— Begin Information shown —

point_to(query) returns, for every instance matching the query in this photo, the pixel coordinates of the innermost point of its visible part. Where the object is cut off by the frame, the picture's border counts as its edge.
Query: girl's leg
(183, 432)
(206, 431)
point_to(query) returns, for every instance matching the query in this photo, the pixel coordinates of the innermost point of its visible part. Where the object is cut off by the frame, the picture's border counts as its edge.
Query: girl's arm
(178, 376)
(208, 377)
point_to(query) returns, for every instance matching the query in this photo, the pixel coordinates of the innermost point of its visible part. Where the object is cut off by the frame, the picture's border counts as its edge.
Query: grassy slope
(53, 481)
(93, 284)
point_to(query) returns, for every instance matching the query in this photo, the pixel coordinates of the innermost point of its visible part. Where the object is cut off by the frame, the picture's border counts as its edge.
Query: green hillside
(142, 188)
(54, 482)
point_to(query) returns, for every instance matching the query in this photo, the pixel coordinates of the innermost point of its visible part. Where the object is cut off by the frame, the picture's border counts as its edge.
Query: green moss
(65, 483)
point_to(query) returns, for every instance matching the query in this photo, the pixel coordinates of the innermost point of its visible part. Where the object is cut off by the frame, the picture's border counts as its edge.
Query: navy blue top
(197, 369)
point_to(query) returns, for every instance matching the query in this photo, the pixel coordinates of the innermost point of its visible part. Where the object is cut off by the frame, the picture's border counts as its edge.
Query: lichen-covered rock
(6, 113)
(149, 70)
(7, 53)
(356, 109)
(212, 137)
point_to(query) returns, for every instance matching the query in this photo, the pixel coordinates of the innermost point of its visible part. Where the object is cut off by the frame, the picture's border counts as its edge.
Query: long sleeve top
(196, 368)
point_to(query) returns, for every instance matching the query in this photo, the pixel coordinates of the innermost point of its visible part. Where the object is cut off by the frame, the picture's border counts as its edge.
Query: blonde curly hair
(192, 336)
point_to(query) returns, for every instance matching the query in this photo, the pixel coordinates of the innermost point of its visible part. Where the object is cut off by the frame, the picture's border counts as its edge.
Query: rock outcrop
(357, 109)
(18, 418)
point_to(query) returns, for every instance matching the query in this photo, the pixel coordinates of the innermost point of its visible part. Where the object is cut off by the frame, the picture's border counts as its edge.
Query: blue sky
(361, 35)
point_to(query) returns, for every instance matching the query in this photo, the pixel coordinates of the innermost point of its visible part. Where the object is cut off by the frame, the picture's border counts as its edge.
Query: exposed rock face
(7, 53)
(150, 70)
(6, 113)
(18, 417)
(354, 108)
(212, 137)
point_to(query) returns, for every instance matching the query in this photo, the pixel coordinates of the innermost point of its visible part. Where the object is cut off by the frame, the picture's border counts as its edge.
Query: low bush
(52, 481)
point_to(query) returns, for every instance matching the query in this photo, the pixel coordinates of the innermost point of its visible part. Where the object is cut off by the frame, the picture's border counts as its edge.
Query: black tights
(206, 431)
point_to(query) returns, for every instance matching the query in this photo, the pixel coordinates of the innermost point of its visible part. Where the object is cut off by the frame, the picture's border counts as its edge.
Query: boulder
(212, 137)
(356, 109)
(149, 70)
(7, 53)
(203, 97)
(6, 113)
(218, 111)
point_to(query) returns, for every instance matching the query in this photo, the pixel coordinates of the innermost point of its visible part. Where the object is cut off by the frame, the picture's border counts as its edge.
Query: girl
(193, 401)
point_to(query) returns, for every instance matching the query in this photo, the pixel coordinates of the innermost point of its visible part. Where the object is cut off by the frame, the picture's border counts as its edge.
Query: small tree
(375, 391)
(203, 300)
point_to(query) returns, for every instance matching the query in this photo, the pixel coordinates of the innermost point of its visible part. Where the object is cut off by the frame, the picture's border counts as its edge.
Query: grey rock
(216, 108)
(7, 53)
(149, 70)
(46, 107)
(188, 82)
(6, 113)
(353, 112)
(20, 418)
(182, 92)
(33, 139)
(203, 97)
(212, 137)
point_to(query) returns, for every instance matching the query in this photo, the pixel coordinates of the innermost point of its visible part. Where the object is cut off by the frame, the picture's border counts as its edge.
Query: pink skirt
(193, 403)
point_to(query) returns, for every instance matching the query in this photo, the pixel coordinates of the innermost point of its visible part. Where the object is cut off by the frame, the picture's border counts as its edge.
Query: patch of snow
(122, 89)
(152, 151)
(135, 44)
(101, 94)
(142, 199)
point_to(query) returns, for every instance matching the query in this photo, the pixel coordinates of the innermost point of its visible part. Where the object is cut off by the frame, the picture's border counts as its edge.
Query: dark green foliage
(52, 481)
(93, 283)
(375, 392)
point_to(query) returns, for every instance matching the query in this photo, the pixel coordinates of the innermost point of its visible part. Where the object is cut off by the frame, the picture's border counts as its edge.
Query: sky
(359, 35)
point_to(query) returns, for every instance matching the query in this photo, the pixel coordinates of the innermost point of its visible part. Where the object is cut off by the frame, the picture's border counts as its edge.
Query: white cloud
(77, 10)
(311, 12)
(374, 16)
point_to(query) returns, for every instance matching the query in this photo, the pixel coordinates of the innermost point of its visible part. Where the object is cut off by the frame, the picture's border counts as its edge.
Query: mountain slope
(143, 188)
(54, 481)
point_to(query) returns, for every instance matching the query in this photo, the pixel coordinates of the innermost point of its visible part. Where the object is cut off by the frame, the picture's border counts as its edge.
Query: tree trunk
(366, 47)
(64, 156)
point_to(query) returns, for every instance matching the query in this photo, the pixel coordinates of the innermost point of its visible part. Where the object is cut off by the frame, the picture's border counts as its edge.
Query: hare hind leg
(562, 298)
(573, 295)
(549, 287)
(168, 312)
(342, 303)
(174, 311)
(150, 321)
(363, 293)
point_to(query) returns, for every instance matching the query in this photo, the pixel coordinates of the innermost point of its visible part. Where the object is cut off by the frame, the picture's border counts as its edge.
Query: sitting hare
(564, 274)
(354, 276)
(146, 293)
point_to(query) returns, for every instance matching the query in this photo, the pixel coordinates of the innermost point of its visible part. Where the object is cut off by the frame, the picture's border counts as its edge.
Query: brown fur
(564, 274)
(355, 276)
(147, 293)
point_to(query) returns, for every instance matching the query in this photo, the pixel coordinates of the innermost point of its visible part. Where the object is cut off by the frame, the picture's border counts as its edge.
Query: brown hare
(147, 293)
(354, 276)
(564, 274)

— End Information shown —

**What to work on:**
Copy every line of the records word for word.

**Answer:**
point_to(query) returns, for every instance matching the query in this photo, the pixel coordinates of the innermost point of its visible part. Where the object is cut off by the frame, the picture's border counts as its edge.
Query: girl's leg
(183, 432)
(206, 431)
point_to(query) returns, for every instance matching the query in this photo, the pixel coordinates of the innermost point of its visible part. Where the object is cut off by the frame, the picture's border counts as its edge.
Query: girl's arm
(178, 376)
(208, 377)
point_to(query) returns, for every instance matching the query in this photo, the pixel coordinates of the innermost point of its visible part. Where the object is cut off by the frame, the picture's border counts as its edge.
Query: grassy slope
(53, 481)
(93, 284)
point_to(query) returns, for every instance matching the query in this photo, the pixel coordinates of the innermost point of its visible part. Where the object is cut off by the frame, the picture's border counts as its edge.
Query: green hillside
(142, 188)
(54, 482)
point_to(query) returns, for every instance matching the query in this photo, the pixel coordinates of the innermost point of its visible part. Where the object is cut off by the frame, the picture's border counts as its edge.
Query: green moss
(65, 483)
point_to(query) returns, for every instance matching the query in this photo, the pixel coordinates of the innermost point of its visible part. Where the object is cut off by the frame, the picture's border counts as its edge.
Query: navy blue top
(197, 369)
point_to(query) returns, for every instance matching the query in this photo, the pixel coordinates of the innermost point of its visible part. Where the object is cut off by the frame, the picture's border counts as its edge.
Query: lichen-covered rock
(6, 113)
(149, 70)
(7, 53)
(356, 109)
(212, 137)
point_to(query) returns, for every instance matching the query in this photo, the pixel coordinates of the innermost point of its visible part. Where the object is cut off by the frame, the picture's border counts as its edge.
Query: long sleeve top
(196, 368)
point_to(query) returns, for every instance matching the query in this photo, the pixel coordinates of the innermost point of its visible part. Where the object is cut off by the frame, the picture's border counts as its edge.
Query: blonde curly hair
(192, 336)
point_to(query) returns, for every instance matching the query in this photo, the pixel coordinates of the innermost point of its visible part. Where the object is cut off by the frame, the picture's border counts as its edge.
Query: rock outcrop
(357, 109)
(18, 418)
point_to(query) returns, for every instance matching the query in this photo, the pixel coordinates of the innermost point of its visible part. Where the object is cut off by the frame, the picture's border counts as its edge.
Query: blue sky
(361, 35)
point_to(query) returns, for every instance matching the query in this photo, the pixel coordinates of the innermost point of its visible part. Where the object is cut off by the frame, the picture's border counts as its edge.
Query: exposed rock face
(7, 53)
(150, 70)
(6, 113)
(18, 417)
(354, 108)
(212, 137)
point_to(query) returns, for every instance matching the query in this photo, the pixel coordinates of the innermost point of its visible part. Where the object is cut off by the frame, the picture's border counts as its edge.
Query: low bush
(52, 481)
point_to(query) returns, for every instance matching the query in this photo, the pixel coordinates of the innermost point of its visible part. Where the object is cut off by the frame, the picture's border counts as its edge.
Query: black tights
(206, 431)
point_to(query) returns, for every instance matching the query in this photo, the pixel coordinates of the innermost point of its visible part. Where the object is cut off by the frame, the picture's border counts as its edge.
Query: boulder
(212, 137)
(356, 109)
(149, 70)
(7, 53)
(203, 97)
(6, 113)
(218, 111)
point_to(query) returns, for every instance matching the query in this photo, the pixel coordinates of the innermost point of its visible part. Where the object is cut off by the frame, the picture's border counts as its edge.
Query: girl
(193, 401)
point_to(query) returns, for every instance matching the query in this photo, the pixel coordinates of the innermost point of its visible part. Where the object is cut off by the frame, the picture's border counts as its edge.
Query: small tree
(375, 391)
(203, 300)
point_to(query) returns, for every instance matching the query in this photo, the pixel coordinates of the innermost point of its visible part. Where the object is cut off by the frame, the picture's border counts as its edge.
Query: grey rock
(216, 108)
(7, 53)
(149, 70)
(46, 107)
(188, 82)
(6, 113)
(353, 112)
(20, 418)
(182, 92)
(33, 139)
(203, 97)
(212, 137)
point_to(query) returns, for every instance matching the query in this photo, the pixel coordinates of the innermost point of its visible part. Where the object is cut off by the frame, the picture's border counts as its edge.
Query: pink skirt
(193, 403)
point_to(query) returns, for every instance matching the query in this photo, the pixel coordinates of the innermost point of its visible part. Where the object is cut off by the frame, the picture's border counts as its edge.
Query: patch of snow
(122, 89)
(152, 151)
(135, 44)
(101, 94)
(142, 199)
point_to(query) returns, for every instance matching the query in this photo, the pixel coordinates of the innermost point of its visible part. Where the object is cut off by the frame, the picture's border counts as its edge.
Query: dark green foliage
(52, 481)
(93, 283)
(375, 392)
point_to(query) returns, for every instance matching the query in this photo, the pixel coordinates of the innermost point of its visible part. Where the object is cut off by the frame, the picture's border counts as its edge.
Query: sky
(359, 35)
point_to(query) returns, for every instance matching the query in this photo, the pixel coordinates of the innermost point of its visible part. Where the object is cut off by the frame, the picture's border counts as its edge.
Query: white cloud
(77, 10)
(311, 12)
(374, 16)
point_to(query) returns, for every instance matching the query in this photo, the pixel coordinates of the innermost point of its visible part. Where the object is cut off by the frame, the picture's border counts as its edge.
Query: mountain slope
(143, 188)
(54, 481)
point_to(query) returns, for every instance matching the query in this photo, the pixel coordinates of the innermost point of its visible part. Where the object is cut off by the frame, the picture's border counts as its edge.
Query: tree trunk
(366, 47)
(64, 156)
point_to(query) returns, for every instance matching the query in this photo, the pixel coordinates of the innermost point of its visible part. Where the object is cut off by the frame, the picture's border counts as its edge.
Query: hare hind leg
(562, 298)
(573, 295)
(549, 287)
(168, 312)
(342, 303)
(174, 311)
(150, 321)
(363, 293)
point_to(query) returns, for every instance matching the query in this photo, the pixel coordinates of the innermost point of its visible part. Where the object is cut off by the frame, the picture's border counts as its edge.
Query: sitting hare
(564, 274)
(354, 276)
(146, 293)
point_to(query) returns, for every instance matching the query in this photo, the pixel coordinates of the innermost point of its visible part. Where the object is cut off by the frame, the picture's border counts as its edge.
Query: brown fur
(564, 274)
(355, 276)
(147, 293)
point_to(query) returns, for every instance matching the query in this photo, the pixel coordinates of the innermost point of its visible part. Where the object is cut off by the frame, the picture's border counts as its edge.
Query: brown hare
(147, 293)
(354, 276)
(564, 274)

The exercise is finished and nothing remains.